» Goal
In the passage on Úgwú personal names, how do Nsukka Christians or Muslims bear Úgwú names?

» Source extract
........
This kind of reason and the fulfilment of other personal aspirations by Úgwú have led the people to bear Úgwú associated names. Among other reasons is to recognise the transcendent power and assistance of Úgwú or to ward-off the possible evil spirit from attacking a person. As it is argued among the people, 'a person's name "follows him or her"'. In other words, a person's destiny as it relates to success and failure could be tied to their names. This belief is deeply entrenched in Nsukka, and indeed in other Igbo subcultures. Úgwú personal names with their meanings are tabulated in Table 1 to Table 4, while Table 5 lists the Úgwú personal names whose meanings are unknown.

 

 

 

 

 

 

It is interesting to know that in spite of the burgeoning influence mainly from Christianity and Islam in Nsukka, many of the above personal names have changed forms but have not been entirely abandoned. Our informant, Onyishi Al' nwa Ezugwu or Eze-ugwu11 pointed out that his surname Eze + ugwu was shortened from Eze + ugwu + onah. What he claimed to be his original name agrees with the combination of three compound words as seen in Table 2. However, shreds of evidence abound as a growing number of people in Nsukka and indeed the entire Igbo abandon their Igbo names for mainly Western names (Nkamigbo 2019). Despite this new development, Úgwu ́ personal names and its numerous variants are functioning as patronyms and not forenames for a good number of people in the area. This trend was conveyed in the study of Ala names by Mmadike (2014) who observed how Ala names ceased to be borne as forenames since the advent of Christianity in Igbo land. Following this trajectory and pattern, Nsukka Christians or Muslims bear Úgwú names as surnames keeping their Christian or Islamic names as first names, for example, Lawrence Ugwuanyi, Christain Ugwueze, Ismail Ugwu, et cetera. Those with compound forms like Ugwu + awoke, et cetera, now bear Ugwu or Awoke but not both.
........
[Part of a data file]
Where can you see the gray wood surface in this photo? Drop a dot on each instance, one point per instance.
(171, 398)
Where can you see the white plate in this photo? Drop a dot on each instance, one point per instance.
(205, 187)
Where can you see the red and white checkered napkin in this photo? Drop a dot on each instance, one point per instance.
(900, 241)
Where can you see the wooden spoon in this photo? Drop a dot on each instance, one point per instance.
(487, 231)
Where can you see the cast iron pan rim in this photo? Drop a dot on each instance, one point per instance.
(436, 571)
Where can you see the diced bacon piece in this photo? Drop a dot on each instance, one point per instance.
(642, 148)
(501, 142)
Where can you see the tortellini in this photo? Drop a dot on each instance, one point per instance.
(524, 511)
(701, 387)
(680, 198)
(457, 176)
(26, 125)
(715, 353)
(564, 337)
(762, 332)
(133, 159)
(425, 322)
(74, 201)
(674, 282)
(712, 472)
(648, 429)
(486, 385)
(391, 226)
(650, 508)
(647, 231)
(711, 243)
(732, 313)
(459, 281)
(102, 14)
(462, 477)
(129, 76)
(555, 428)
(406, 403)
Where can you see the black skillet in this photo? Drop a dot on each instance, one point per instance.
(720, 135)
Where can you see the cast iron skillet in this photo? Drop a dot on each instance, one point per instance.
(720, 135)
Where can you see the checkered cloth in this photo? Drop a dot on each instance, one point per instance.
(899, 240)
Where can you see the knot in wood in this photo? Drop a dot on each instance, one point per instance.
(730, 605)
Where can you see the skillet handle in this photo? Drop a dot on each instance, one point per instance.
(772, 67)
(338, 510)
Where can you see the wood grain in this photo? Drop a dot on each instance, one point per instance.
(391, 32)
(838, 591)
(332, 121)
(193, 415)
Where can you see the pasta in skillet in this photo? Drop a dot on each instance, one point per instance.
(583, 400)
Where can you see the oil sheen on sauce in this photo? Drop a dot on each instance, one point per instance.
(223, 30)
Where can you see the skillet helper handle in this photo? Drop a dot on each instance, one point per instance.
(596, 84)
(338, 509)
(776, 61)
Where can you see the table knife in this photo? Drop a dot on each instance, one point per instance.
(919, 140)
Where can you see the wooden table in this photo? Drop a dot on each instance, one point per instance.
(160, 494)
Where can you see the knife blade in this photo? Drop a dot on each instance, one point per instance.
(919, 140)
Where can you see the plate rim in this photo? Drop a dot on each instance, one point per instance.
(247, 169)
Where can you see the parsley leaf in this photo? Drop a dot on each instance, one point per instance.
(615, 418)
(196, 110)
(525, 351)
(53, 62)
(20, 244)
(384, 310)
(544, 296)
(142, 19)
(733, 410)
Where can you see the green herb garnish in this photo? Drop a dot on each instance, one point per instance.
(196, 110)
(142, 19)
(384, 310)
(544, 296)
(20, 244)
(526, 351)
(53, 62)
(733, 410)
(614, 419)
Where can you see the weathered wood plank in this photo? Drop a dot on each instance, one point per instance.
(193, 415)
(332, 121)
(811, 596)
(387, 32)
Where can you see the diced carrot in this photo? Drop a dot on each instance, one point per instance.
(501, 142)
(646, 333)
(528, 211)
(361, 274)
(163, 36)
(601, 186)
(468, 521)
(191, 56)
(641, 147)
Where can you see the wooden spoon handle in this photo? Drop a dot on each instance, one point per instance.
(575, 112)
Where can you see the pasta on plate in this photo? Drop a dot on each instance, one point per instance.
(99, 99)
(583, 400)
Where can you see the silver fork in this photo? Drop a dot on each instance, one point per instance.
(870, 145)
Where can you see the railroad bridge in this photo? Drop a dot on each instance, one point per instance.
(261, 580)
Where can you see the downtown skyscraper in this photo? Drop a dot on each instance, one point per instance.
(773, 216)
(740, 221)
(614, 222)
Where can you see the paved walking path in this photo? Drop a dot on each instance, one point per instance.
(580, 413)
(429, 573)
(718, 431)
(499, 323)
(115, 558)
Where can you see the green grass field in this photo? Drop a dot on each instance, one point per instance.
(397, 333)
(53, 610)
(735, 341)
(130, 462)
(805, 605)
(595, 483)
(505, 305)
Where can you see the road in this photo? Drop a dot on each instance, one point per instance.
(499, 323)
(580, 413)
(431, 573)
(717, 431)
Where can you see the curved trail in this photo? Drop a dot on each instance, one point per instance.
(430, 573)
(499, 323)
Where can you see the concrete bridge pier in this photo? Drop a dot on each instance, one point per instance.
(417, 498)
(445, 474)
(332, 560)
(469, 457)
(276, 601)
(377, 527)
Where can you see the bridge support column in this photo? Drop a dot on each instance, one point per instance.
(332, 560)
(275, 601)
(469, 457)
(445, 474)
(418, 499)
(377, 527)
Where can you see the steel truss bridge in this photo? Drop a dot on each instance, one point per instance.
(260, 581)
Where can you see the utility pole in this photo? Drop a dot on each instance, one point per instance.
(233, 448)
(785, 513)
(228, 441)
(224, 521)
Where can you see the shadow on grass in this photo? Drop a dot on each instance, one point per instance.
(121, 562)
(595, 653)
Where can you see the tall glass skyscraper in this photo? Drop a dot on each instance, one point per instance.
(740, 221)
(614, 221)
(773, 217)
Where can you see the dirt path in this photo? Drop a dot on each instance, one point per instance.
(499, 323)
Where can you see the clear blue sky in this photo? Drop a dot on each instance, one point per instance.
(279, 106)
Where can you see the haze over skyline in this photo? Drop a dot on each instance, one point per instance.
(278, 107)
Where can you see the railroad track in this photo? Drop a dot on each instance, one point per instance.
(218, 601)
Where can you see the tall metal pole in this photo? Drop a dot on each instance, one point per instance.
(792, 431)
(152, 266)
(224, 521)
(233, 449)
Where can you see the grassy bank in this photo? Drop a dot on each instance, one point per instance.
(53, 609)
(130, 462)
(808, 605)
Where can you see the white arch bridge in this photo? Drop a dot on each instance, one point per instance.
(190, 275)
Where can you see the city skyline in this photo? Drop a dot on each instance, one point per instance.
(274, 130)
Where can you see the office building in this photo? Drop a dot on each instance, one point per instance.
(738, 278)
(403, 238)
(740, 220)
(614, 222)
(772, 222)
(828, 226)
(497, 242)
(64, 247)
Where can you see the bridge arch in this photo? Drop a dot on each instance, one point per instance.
........
» Result of the exercise
They bear Úgwú names as surnames and keep their Christian or Islamic names as first names.